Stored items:
+++
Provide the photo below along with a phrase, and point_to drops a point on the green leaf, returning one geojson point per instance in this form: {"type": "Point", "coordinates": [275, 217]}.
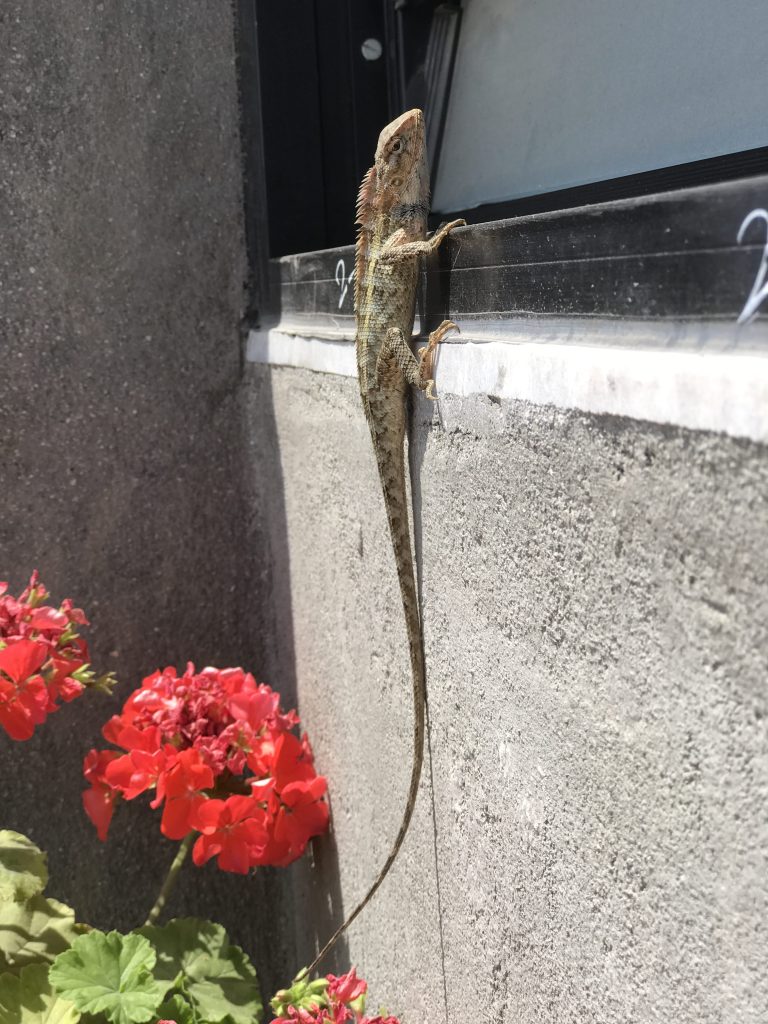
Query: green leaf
{"type": "Point", "coordinates": [178, 1010]}
{"type": "Point", "coordinates": [24, 872]}
{"type": "Point", "coordinates": [111, 975]}
{"type": "Point", "coordinates": [34, 932]}
{"type": "Point", "coordinates": [217, 978]}
{"type": "Point", "coordinates": [29, 998]}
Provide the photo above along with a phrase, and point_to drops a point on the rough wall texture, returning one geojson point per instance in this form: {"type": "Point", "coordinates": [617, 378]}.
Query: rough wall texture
{"type": "Point", "coordinates": [121, 459]}
{"type": "Point", "coordinates": [591, 845]}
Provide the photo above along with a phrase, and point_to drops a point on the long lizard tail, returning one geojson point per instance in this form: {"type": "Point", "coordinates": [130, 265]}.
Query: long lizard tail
{"type": "Point", "coordinates": [391, 472]}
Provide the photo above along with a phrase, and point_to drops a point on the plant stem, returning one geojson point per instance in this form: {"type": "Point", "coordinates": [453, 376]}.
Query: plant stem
{"type": "Point", "coordinates": [170, 879]}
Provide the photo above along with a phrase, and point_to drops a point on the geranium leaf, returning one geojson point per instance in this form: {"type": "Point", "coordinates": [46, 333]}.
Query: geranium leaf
{"type": "Point", "coordinates": [29, 998]}
{"type": "Point", "coordinates": [217, 978]}
{"type": "Point", "coordinates": [178, 1010]}
{"type": "Point", "coordinates": [23, 867]}
{"type": "Point", "coordinates": [34, 932]}
{"type": "Point", "coordinates": [111, 975]}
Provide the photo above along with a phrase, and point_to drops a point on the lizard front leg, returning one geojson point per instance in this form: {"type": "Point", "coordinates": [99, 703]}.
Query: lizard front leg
{"type": "Point", "coordinates": [417, 372]}
{"type": "Point", "coordinates": [396, 249]}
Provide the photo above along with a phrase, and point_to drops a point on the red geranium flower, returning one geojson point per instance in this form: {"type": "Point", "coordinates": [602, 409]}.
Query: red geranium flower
{"type": "Point", "coordinates": [216, 747]}
{"type": "Point", "coordinates": [24, 696]}
{"type": "Point", "coordinates": [42, 655]}
{"type": "Point", "coordinates": [233, 828]}
{"type": "Point", "coordinates": [99, 800]}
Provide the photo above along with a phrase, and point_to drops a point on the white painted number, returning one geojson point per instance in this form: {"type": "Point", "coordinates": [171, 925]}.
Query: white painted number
{"type": "Point", "coordinates": [760, 289]}
{"type": "Point", "coordinates": [343, 281]}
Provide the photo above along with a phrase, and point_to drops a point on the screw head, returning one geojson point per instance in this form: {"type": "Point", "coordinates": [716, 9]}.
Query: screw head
{"type": "Point", "coordinates": [372, 49]}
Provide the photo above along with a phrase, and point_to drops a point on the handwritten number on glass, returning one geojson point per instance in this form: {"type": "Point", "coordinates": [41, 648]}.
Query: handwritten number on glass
{"type": "Point", "coordinates": [343, 281]}
{"type": "Point", "coordinates": [760, 289]}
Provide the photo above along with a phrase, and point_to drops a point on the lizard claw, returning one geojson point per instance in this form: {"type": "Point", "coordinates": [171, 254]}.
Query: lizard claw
{"type": "Point", "coordinates": [426, 354]}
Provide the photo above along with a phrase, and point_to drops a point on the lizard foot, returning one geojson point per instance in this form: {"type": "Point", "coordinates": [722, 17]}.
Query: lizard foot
{"type": "Point", "coordinates": [426, 354]}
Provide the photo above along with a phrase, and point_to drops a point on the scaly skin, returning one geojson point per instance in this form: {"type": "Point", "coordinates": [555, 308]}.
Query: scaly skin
{"type": "Point", "coordinates": [392, 209]}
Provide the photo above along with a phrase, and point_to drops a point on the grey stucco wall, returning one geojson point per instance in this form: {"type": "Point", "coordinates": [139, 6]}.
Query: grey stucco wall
{"type": "Point", "coordinates": [590, 842]}
{"type": "Point", "coordinates": [122, 459]}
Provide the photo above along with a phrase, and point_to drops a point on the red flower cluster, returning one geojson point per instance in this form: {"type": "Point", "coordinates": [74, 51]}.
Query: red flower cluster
{"type": "Point", "coordinates": [327, 1000]}
{"type": "Point", "coordinates": [219, 754]}
{"type": "Point", "coordinates": [42, 658]}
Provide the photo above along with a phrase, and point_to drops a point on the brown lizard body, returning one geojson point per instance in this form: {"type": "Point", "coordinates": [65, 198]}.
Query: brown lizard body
{"type": "Point", "coordinates": [392, 209]}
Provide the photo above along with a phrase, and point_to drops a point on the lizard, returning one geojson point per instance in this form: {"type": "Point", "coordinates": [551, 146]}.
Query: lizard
{"type": "Point", "coordinates": [391, 214]}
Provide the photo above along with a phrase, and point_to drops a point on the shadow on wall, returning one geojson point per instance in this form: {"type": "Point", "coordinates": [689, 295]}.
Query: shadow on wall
{"type": "Point", "coordinates": [130, 475]}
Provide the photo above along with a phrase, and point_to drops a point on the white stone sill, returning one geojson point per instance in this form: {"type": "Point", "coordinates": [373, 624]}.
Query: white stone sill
{"type": "Point", "coordinates": [702, 376]}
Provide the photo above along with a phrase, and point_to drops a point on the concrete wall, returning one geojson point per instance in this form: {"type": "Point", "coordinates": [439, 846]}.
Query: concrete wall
{"type": "Point", "coordinates": [123, 465]}
{"type": "Point", "coordinates": [590, 842]}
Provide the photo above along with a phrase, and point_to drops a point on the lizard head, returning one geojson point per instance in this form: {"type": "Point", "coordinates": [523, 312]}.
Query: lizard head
{"type": "Point", "coordinates": [401, 171]}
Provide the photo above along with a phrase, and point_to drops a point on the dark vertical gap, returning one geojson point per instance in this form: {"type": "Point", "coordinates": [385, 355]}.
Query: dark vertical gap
{"type": "Point", "coordinates": [252, 155]}
{"type": "Point", "coordinates": [416, 453]}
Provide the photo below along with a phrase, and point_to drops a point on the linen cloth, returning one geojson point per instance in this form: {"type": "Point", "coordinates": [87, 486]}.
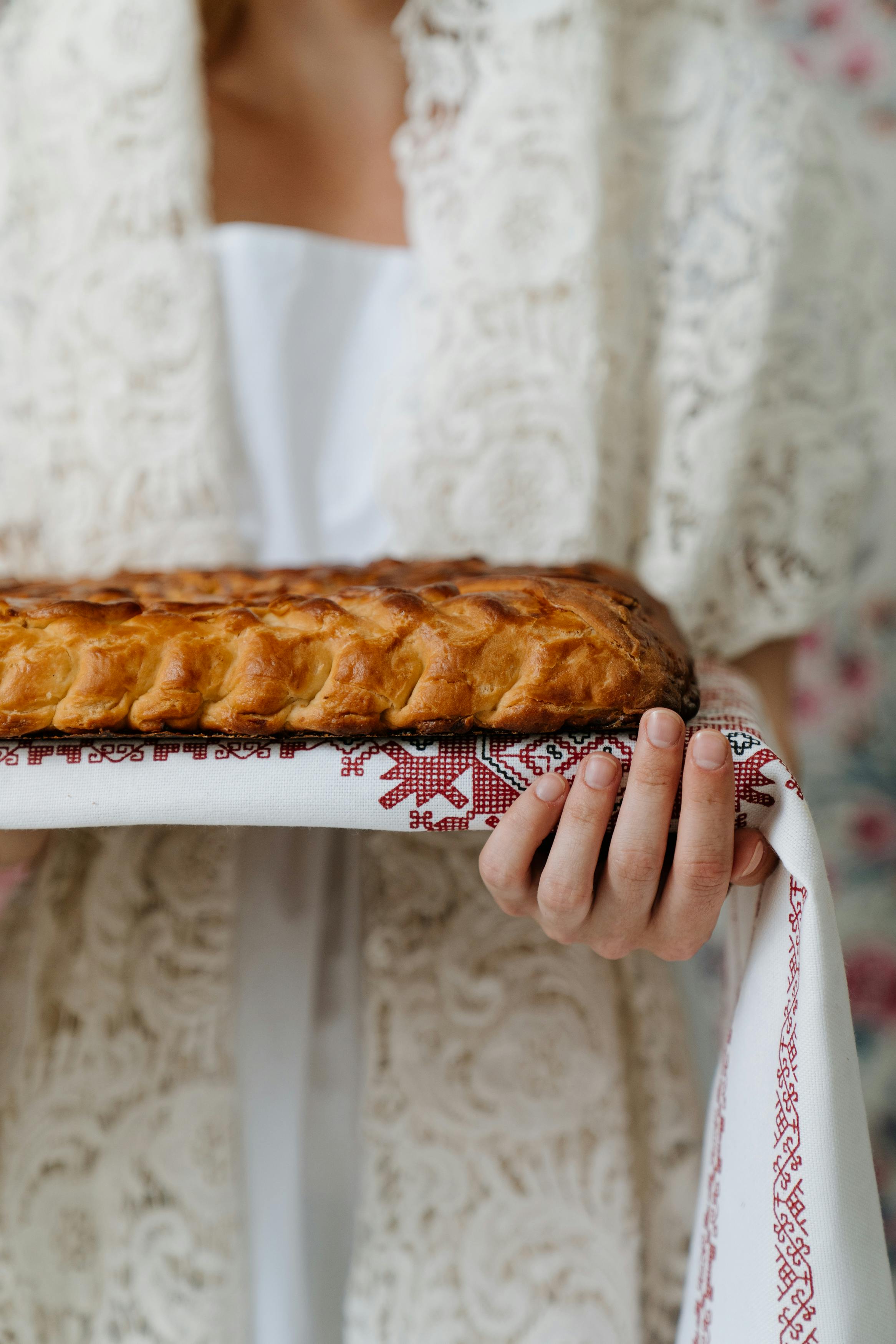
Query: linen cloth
{"type": "Point", "coordinates": [788, 1242]}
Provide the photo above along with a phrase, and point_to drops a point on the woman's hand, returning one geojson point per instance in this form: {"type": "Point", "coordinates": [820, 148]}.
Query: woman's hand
{"type": "Point", "coordinates": [647, 893]}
+++
*WHAT IS NEEDED*
Your task is to return every entry exactly as it was written, with the pictures removed.

*WRITTEN RESPONSE*
Provide the photo below along with a phrase, and point_to drops a point on the green leaf, returning one geojson point per instance in this form: {"type": "Point", "coordinates": [275, 217]}.
Query: green leaf
{"type": "Point", "coordinates": [178, 1010]}
{"type": "Point", "coordinates": [24, 872]}
{"type": "Point", "coordinates": [111, 975]}
{"type": "Point", "coordinates": [34, 932]}
{"type": "Point", "coordinates": [217, 978]}
{"type": "Point", "coordinates": [29, 998]}
Provide the photo above along with a phrase, and point_to drops a point on the rough wall texture, returning one geojson point per instance in this form: {"type": "Point", "coordinates": [617, 378]}.
Query: rough wall texture
{"type": "Point", "coordinates": [121, 459]}
{"type": "Point", "coordinates": [591, 845]}
Provide the photo above along with a phrase, and point_to drops a point on the long lizard tail, returning one geojson point per instance in this form: {"type": "Point", "coordinates": [130, 265]}.
Query: long lizard tail
{"type": "Point", "coordinates": [391, 472]}
Provide the photo above along with a phrase, and point_to drops a point on the plant stem, returning one geojson point per instance in this form: {"type": "Point", "coordinates": [453, 376]}.
Query: plant stem
{"type": "Point", "coordinates": [170, 879]}
Provide the photo above along with a phrase, and point_to drops a point on the geranium leaf, returning one geojson point per instance in this form: {"type": "Point", "coordinates": [46, 333]}.
Query: geranium leaf
{"type": "Point", "coordinates": [29, 998]}
{"type": "Point", "coordinates": [217, 978]}
{"type": "Point", "coordinates": [178, 1010]}
{"type": "Point", "coordinates": [23, 867]}
{"type": "Point", "coordinates": [34, 932]}
{"type": "Point", "coordinates": [111, 975]}
Provide the photo above along with a phrase, and point_to drops a point on the lizard front leg, returning one geojson point per instance in this form: {"type": "Point", "coordinates": [99, 703]}.
Query: lizard front leg
{"type": "Point", "coordinates": [417, 372]}
{"type": "Point", "coordinates": [396, 249]}
Provide the photo above along with a phrase, and point_to drops a point on the red geranium flower, returning one geojson point per instance in this form: {"type": "Point", "coordinates": [602, 409]}.
Query: red geranium flower
{"type": "Point", "coordinates": [216, 747]}
{"type": "Point", "coordinates": [24, 696]}
{"type": "Point", "coordinates": [42, 655]}
{"type": "Point", "coordinates": [233, 828]}
{"type": "Point", "coordinates": [99, 800]}
Provide the photo above along with a phrase, and point_to drops a point on the white painted number, returning one geojson point per instance in this form: {"type": "Point", "coordinates": [171, 925]}.
Query: white painted number
{"type": "Point", "coordinates": [760, 289]}
{"type": "Point", "coordinates": [343, 281]}
Provide the photo above along with a phrase, and point_to drops a point on the screw head, returning one geojson point per instance in this form: {"type": "Point", "coordinates": [716, 9]}.
Query: screw head
{"type": "Point", "coordinates": [372, 49]}
Provide the photo above along with a phrase, and point_to drops a point on the handwritten number on glass, returning one geojson point per instance in this form: {"type": "Point", "coordinates": [41, 648]}.
Query: handwritten number on glass
{"type": "Point", "coordinates": [343, 281]}
{"type": "Point", "coordinates": [760, 289]}
Provide the photo above along with a phrase, and point_to drops a point on the lizard claw, returning one geojson point per instance in this form: {"type": "Point", "coordinates": [171, 254]}.
Query: lizard claw
{"type": "Point", "coordinates": [426, 354]}
Provide the photo above along with a phrase, and point_to drops a point on the lizard foot, returning one geojson point per instance in this form: {"type": "Point", "coordinates": [722, 17]}.
Query: lizard foot
{"type": "Point", "coordinates": [426, 354]}
Provide the photo above along with a phrase, and point_to drops a point on the scaly skin, returning one geojson point per instance in this form: {"type": "Point", "coordinates": [555, 308]}.
Query: scaly skin
{"type": "Point", "coordinates": [392, 209]}
Provide the photo above along with a phrase, and point_to drops a point on the grey stucco wall, returning one geojson point per instance in this form: {"type": "Point", "coordinates": [139, 6]}.
Query: grey stucco wall
{"type": "Point", "coordinates": [590, 842]}
{"type": "Point", "coordinates": [122, 459]}
Provide the photo above along with a phrase, and point_to drops a point on the red flower cluster, returning one geojson point per instance in this form: {"type": "Point", "coordinates": [74, 51]}.
Query: red flower cluster
{"type": "Point", "coordinates": [327, 1000]}
{"type": "Point", "coordinates": [219, 754]}
{"type": "Point", "coordinates": [42, 658]}
Provide the photo above along with a phrase, and point_to drops a point on the brown lizard body, returning one geojson point per instance in this form: {"type": "Point", "coordinates": [65, 198]}.
Query: brown lizard body
{"type": "Point", "coordinates": [392, 209]}
Provide the photo above along with a phrase, and point_to drops a point on the lizard, returning one geojson point per instance in this form: {"type": "Point", "coordinates": [551, 146]}.
Query: lizard
{"type": "Point", "coordinates": [391, 214]}
Provide the photo above along with a phrase, and point_to drops a point on the shadow on wall, returning one geojson point per instance in this form: {"type": "Point", "coordinates": [689, 295]}.
Query: shadow on wall
{"type": "Point", "coordinates": [130, 475]}
Provide the photo above along with a phrase, and point_to drops a point on the white stone sill, returning one geojson point per instance in this form: {"type": "Point", "coordinates": [373, 624]}.
Query: white stone sill
{"type": "Point", "coordinates": [702, 376]}
Provide the photo above along with a phrase, and point_to drops a point on the concrete wall, returning one geojson point per instance in this form: {"type": "Point", "coordinates": [439, 846]}.
Query: concrete wall
{"type": "Point", "coordinates": [123, 465]}
{"type": "Point", "coordinates": [590, 842]}
Provide the photo above along with a phrase, and point_to drops a point on the lizard head, returning one geojson point per instance in this form: {"type": "Point", "coordinates": [523, 312]}.
Query: lizard head
{"type": "Point", "coordinates": [401, 171]}
Provide the photo above along with a phrase, and point_to drops a point on the dark vertical gap, returning one geojson point per instance in this form: {"type": "Point", "coordinates": [385, 355]}.
Query: dark vertical gap
{"type": "Point", "coordinates": [252, 155]}
{"type": "Point", "coordinates": [416, 453]}
Provide the photo below along with a phrase, and point_to drops a point on the linen cloth, returning one geojson point per instance in this form: {"type": "Point", "coordinates": [87, 486]}.
Query: linen cloth
{"type": "Point", "coordinates": [788, 1242]}
Provide the photo above along with a phrase, and point_to drops a point on the woman's hand, returning one geojson point per instance in this form: {"type": "Point", "coordinates": [820, 148]}.
Query: woman's hand
{"type": "Point", "coordinates": [647, 893]}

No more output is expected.